Les parties ont été régulièrement averties du jour de l'audience.

Ont été entendus au cours de l'audience publique :

- le rapport de M. Jean-François Papin, premier conseiller,

- et les conclusions de M. Jean-Philippe Arruebo-Mannier, rapporteur public.

Considérant ce qui suit :

1. M. et Mme B... sont cogérants de la société holding Ceauxmon, elle-même détentrice de l'intégralité du capital de la société Fonty qui exploite à Belleu (Aisne) un magasin de grande surface à dominante alimentaire sous l'enseigne Intermarché. M. et Mme B... sont, en effet, adhérents au groupement de commerçants indépendants dit " des Mousquetaires ", dénommé aussi " Groupement Intermarché ". Ce groupement, qui est conduit et animé par la société ITM Entreprises, réunit les dirigeants de sociétés qui exploitent chacune un magasin de grande surface sous l'enseigne Intermarché. Cette adhésion implique notamment que chacun des membres, outre la gestion de la société qu'il dirige, exerce bénévolement, en exécution du contrat qui le lie à la société ITM Entreprises, des fonctions au profit des instances du groupement. Dans ce contexte, un désaccord est survenu entre M. B..., qui exerçait les fonctions de président du conseil d'administration de la société ITM Alimentaire Nord, filiale de la société ITM Entreprises, et le groupement en ce qui concerne la stratégie du groupe, ce qui a conduit l'intéressé à quitter ces fonctions. Ce désaccord s'étant avéré grandissant, M. et Mme B... ont nourri le projet de changer d'enseigne et de quitter le groupement. Ils ont, en outre, fait savoir au groupement leur souhait de recevoir une indemnisation. Des discussions ont toutefois abouti à la conclusion, le 18 mai 2010, d'un protocole d'accord transactionnel, aux termes duquel, moyennant la perception d'une indemnité d'un montant de 3 000 000 euros, M. et Mme B... acceptaient de demeurer au sein du groupement, indiquaient s'estimer pleinement indemnisés de leurs préjudices et renonçaient à toute action en justice. M. et Mme B... ont reçu, le jour même, un chèque en paiement de l'indemnité contractuellement prévue, mais se sont abstenus, délibérément, de porter la somme correspondante sur la déclaration de revenus qu'ils ont souscrite au titre de l'année 2010, estimant celle-ci non imposable au motif qu'elle avait, selon eux, la nature de dommages et intérêts.

● **OBJECTIFS**
a - Restituez à l'identique le passage du texte source qui s'ouvre sur les mots contenant « Les parties ont » et se termine par « Arruebo-Mannier, rapporteur public. ».
b - D'après le texte source, quel montant d'indemnité le protocole d'accord transactionnel conclu le 18 mai 2010 prévoyait-il ?

● **DONNÉES FOURNIES**
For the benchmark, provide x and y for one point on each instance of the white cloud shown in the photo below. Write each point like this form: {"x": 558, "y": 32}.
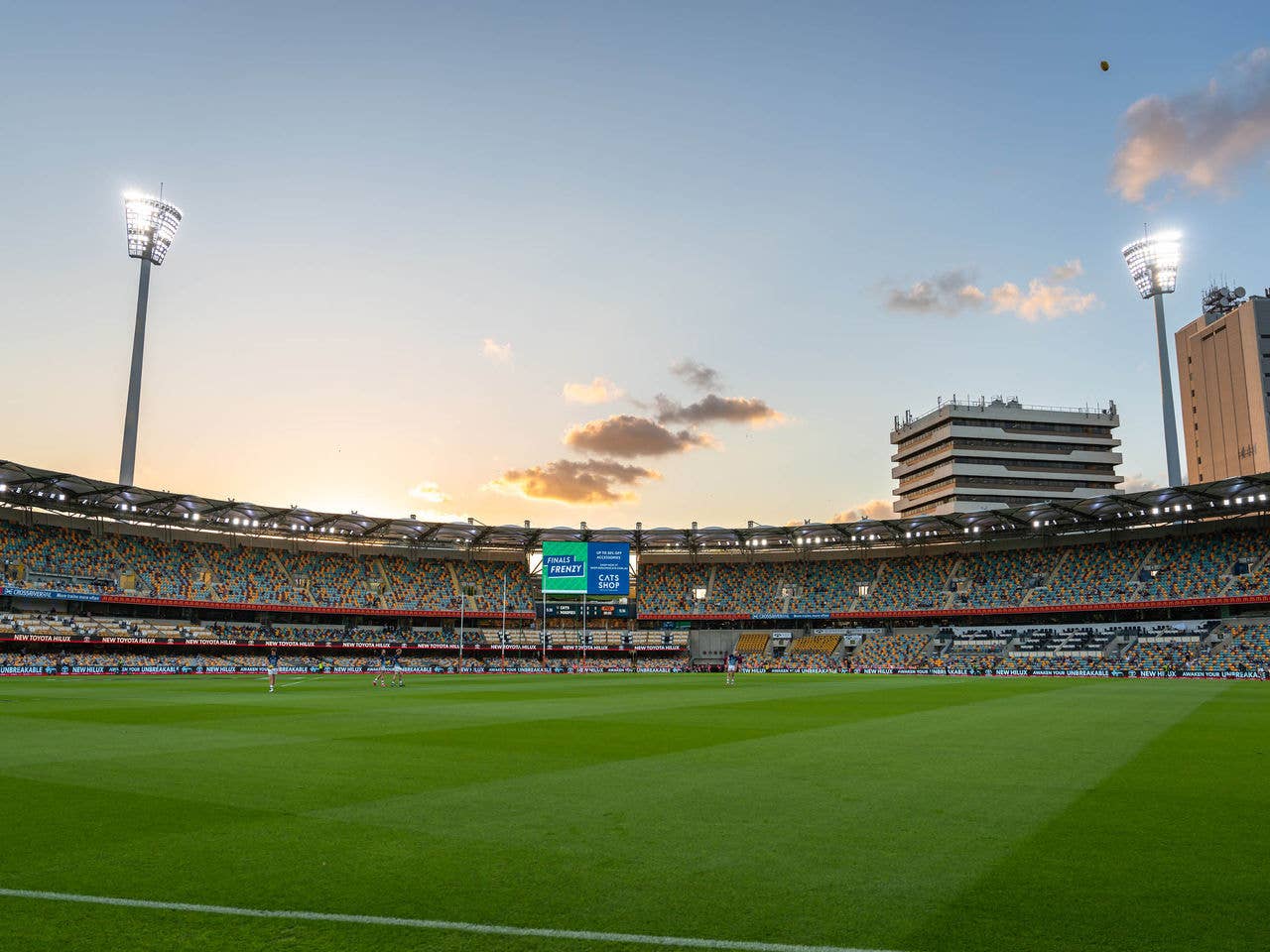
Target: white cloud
{"x": 1067, "y": 271}
{"x": 1205, "y": 137}
{"x": 952, "y": 293}
{"x": 493, "y": 350}
{"x": 429, "y": 492}
{"x": 1040, "y": 301}
{"x": 873, "y": 509}
{"x": 601, "y": 390}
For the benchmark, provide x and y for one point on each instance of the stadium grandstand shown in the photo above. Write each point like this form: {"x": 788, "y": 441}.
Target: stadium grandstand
{"x": 1169, "y": 580}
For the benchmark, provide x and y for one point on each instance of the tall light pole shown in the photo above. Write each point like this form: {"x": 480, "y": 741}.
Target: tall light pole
{"x": 1153, "y": 267}
{"x": 151, "y": 226}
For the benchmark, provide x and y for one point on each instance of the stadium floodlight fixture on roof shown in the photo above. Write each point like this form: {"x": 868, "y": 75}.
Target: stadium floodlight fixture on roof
{"x": 1153, "y": 262}
{"x": 151, "y": 225}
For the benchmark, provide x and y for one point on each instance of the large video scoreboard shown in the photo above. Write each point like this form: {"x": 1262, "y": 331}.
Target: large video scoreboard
{"x": 585, "y": 569}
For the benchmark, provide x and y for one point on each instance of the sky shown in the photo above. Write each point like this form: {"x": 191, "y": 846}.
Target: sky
{"x": 604, "y": 262}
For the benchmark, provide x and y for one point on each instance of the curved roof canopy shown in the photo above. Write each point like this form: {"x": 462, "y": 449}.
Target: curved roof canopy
{"x": 24, "y": 486}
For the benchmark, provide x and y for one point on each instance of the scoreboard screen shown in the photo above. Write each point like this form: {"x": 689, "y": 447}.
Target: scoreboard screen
{"x": 587, "y": 567}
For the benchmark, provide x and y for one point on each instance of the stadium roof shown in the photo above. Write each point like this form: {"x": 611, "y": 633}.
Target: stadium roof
{"x": 28, "y": 488}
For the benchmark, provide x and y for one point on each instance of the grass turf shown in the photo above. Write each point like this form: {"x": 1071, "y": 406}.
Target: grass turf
{"x": 880, "y": 812}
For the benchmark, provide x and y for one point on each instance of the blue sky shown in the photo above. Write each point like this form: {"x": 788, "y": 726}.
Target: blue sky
{"x": 373, "y": 190}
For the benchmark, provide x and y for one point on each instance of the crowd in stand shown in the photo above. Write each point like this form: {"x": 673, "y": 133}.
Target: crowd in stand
{"x": 1211, "y": 563}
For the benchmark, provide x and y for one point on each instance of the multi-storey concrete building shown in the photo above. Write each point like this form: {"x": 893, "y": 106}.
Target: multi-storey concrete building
{"x": 1223, "y": 371}
{"x": 964, "y": 457}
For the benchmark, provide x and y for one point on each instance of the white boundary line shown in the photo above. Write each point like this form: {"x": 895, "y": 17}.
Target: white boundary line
{"x": 437, "y": 924}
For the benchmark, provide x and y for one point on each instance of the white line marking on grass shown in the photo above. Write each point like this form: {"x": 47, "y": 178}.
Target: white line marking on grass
{"x": 436, "y": 924}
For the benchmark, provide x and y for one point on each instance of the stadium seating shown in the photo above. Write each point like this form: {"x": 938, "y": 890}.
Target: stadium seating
{"x": 1153, "y": 567}
{"x": 752, "y": 643}
{"x": 890, "y": 649}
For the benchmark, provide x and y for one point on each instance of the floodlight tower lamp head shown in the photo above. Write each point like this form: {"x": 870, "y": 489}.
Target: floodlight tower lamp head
{"x": 151, "y": 225}
{"x": 1153, "y": 262}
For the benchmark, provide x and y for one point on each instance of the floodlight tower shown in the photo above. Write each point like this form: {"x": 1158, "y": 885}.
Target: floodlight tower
{"x": 151, "y": 226}
{"x": 1153, "y": 267}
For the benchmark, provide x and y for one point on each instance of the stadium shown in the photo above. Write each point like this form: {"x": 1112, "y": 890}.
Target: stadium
{"x": 488, "y": 806}
{"x": 1173, "y": 581}
{"x": 610, "y": 616}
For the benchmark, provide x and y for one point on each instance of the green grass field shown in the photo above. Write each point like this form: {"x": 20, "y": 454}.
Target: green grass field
{"x": 876, "y": 812}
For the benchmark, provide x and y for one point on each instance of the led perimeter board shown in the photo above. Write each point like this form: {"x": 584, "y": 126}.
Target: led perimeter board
{"x": 585, "y": 569}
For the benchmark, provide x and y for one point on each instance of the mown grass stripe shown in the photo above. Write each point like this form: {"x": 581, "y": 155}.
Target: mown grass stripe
{"x": 436, "y": 924}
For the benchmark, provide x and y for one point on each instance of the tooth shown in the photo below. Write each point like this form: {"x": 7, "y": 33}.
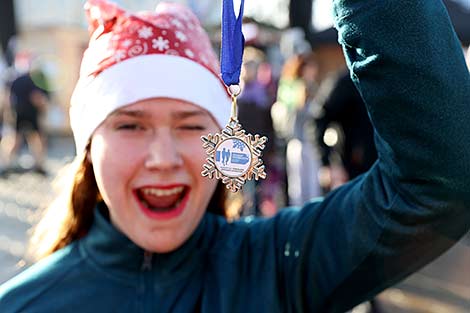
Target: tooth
{"x": 163, "y": 192}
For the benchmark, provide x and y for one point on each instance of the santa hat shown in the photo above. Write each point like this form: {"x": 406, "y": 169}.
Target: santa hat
{"x": 133, "y": 57}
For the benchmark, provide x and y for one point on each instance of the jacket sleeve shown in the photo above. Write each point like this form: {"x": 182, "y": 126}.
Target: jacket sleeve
{"x": 406, "y": 61}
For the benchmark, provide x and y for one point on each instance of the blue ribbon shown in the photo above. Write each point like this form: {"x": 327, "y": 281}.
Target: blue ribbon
{"x": 233, "y": 43}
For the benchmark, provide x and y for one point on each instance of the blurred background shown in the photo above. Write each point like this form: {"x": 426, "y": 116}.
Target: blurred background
{"x": 295, "y": 90}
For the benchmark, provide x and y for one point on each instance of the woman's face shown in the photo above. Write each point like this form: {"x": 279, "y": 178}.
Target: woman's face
{"x": 147, "y": 159}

● **RÉSULTATS DE L'EXERCICE**
a -
Les parties ont été régulièrement averties du jour de l'audience.

Ont été entendus au cours de l'audience publique :

- le rapport de M. Jean-François Papin, premier conseiller,

- et les conclusions de M. Jean-Philippe Arruebo-Mannier, rapporteur public.

b - Une indemnité de 3 000 000 euros.